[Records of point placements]
══════════════════════════════

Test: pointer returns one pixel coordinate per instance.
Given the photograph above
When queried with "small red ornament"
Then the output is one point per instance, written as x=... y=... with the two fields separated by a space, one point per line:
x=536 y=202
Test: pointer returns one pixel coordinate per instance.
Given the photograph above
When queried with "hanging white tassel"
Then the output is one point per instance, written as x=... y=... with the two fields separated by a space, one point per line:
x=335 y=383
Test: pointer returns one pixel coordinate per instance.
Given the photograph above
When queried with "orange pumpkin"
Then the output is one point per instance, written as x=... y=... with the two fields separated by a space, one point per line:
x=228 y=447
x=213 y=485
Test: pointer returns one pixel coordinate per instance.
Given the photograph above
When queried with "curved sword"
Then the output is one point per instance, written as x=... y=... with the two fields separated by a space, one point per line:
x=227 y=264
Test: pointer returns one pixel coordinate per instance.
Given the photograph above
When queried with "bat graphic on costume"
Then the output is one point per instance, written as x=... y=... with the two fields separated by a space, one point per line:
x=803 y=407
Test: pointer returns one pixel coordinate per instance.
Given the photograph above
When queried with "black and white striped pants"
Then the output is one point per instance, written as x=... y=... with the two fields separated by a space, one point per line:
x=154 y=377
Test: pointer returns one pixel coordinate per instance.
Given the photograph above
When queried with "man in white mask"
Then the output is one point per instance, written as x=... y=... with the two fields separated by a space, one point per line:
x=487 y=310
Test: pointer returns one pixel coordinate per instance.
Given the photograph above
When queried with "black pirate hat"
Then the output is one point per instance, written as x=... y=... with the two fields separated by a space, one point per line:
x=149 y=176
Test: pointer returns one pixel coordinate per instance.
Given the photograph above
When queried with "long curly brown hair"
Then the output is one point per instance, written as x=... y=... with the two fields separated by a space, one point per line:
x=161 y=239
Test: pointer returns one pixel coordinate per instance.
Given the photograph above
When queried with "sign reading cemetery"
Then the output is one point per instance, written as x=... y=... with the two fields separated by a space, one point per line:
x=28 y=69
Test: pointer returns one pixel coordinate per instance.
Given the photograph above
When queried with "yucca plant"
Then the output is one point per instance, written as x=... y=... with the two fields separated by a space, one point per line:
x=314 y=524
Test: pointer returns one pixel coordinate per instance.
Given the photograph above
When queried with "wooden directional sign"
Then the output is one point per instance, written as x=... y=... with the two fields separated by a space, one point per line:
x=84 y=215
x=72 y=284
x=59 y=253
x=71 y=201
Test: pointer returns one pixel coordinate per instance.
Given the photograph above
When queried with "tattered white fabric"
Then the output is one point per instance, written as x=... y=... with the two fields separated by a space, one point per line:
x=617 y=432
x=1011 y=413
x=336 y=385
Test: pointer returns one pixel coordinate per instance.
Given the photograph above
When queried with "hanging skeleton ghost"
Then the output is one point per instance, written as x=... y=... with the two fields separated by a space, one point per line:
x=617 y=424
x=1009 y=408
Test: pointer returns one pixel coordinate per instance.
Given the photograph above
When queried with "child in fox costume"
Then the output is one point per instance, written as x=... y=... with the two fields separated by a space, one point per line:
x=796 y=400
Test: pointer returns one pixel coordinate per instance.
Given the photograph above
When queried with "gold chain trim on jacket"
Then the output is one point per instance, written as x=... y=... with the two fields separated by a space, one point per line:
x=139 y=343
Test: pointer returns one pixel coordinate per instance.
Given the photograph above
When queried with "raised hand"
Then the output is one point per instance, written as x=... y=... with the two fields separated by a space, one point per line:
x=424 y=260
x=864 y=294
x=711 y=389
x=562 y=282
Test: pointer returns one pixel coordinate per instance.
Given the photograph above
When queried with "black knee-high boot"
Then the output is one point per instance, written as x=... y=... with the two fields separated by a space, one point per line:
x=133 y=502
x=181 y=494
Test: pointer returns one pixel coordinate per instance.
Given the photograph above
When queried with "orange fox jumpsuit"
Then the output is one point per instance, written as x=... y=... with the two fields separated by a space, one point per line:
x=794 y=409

══════════════════════════════

Rewrite all the records, replacing "photograph" with "image" wherever it occurs and changing nothing else.

Complete answer |
Test: pointer returns one pixel coordinate per instance.
Given the image above
When queried with "small red ornament"
Then the output is one point per instance, written as x=... y=... with the two fields separated by a space, one point per line:
x=536 y=202
Test: pointer returns one pixel coordinate per instance.
Given the image above
When queried with "hanging white tassel"
Then the output is one point per instance, written as x=... y=... with the two fields separated by a space, one point per line:
x=335 y=383
Test: pointer returns one pixel coordinate per instance.
Given the image above
When queried with "orange pumpkin"
Then the output is one point per instance, written as x=... y=... with the two fields separated by a space, one point per line:
x=228 y=447
x=213 y=485
Test: pointer returns one pixel coordinate per instance.
Given the image above
When queried with "curved sword"
Then the output is one point per instance, written as x=... y=... with the two fields separated by a space, one point per line:
x=227 y=264
Test: pointer returns one pixel coordinate per instance.
Given the image above
When queried with "bat graphic on costume"
Then the output is one point per instance, written as x=... y=... with the two fields separated by a space, one point per line:
x=803 y=407
Test: pointer returns one pixel coordinate per instance.
Given the image above
When queried with "black and white striped pants"
Then the output is one point per instance, written as x=... y=... with the two fields separated by a space, one point per line:
x=154 y=377
Test: pointer returns one pixel coordinate per instance.
Given the image above
When queried with "man in white mask"
Then the output is one point per instance, written as x=... y=... with the two fields separated by a space, one point per line:
x=487 y=310
Test: pointer returns one pixel coordinate per instance.
Given the image above
When queried with "black pirate hat"
Then the output is one point per instance, written as x=... y=... with the two fields separated by a space, one point per line:
x=149 y=176
Test: pointer returns one pixel coordinate per instance.
Given the image above
When queried with "long curly brown hair"
Then the output is one point per instance, written as x=... y=... with the two fields separated by a space, one point per line:
x=161 y=239
Test: pointer returns one pixel coordinate per instance.
Given the image above
When queried with "sign reading cemetery"
Then the output is one point per instance, written as x=... y=... with the two fields separated by a space, one point per line:
x=28 y=69
Test: pointer returns one pixel coordinate per instance.
Given the image above
When queried with "yucca plant"
Then the output is one point per instance, written as x=... y=... with the two fields separated by a space, one point per line:
x=314 y=524
Test: pointer returns one pixel coordinate per instance.
Given the image above
When queried with "wooden directional sign"
Then the output is one point per instance, written as x=... y=... with the two fields separated by a space, one point per line:
x=84 y=215
x=72 y=284
x=59 y=253
x=71 y=201
Test: pointer returns one pixel coordinate per instance.
Given the image above
When queried with "tattered white fabric"
Then the output is one point per instance, written as x=... y=... with the two fields separated by a space, one point per line:
x=617 y=432
x=1011 y=413
x=336 y=385
Test: pointer returns one pixel coordinate per instance.
Given the image above
When queried with "hanging skeleton ghost"
Then the output is one point per instance, written as x=... y=... with the two fields separated by a space, one point per line:
x=617 y=424
x=1009 y=408
Test: pointer returns one pixel coordinate per instance.
Given the image above
When queried with "child in fox costume"
Then the output is one point per instance, written as x=... y=... with the two fields separated by a space, one point per line:
x=796 y=400
Test: pointer returns one pixel coordinate per instance.
Given the image above
When queried with "gold chain trim on jacket"
Then the output is one point per instance, written as x=... y=... with the two fields separated by a space, one point per line:
x=139 y=343
Test: pointer returns one pixel coordinate per instance.
Given the image above
When queried with "raised hand"
Then the output is one point per instance, written as x=... y=... with the two fields separated by a space, one point per line:
x=424 y=260
x=864 y=294
x=711 y=389
x=562 y=282
Test: pointer returns one pixel coordinate per instance.
Given the image above
When queried with "black knee-high boot"
Then the output is one point per instance, written as x=... y=... with the two fields separated by a space, one point per line:
x=133 y=502
x=181 y=494
Test: pointer returns one pixel coordinate per instance.
Given the image above
When queried with "orange fox jumpsuit"
Then the output is one point per instance, written as x=... y=... with the two fields separated by a space, one point per line:
x=794 y=409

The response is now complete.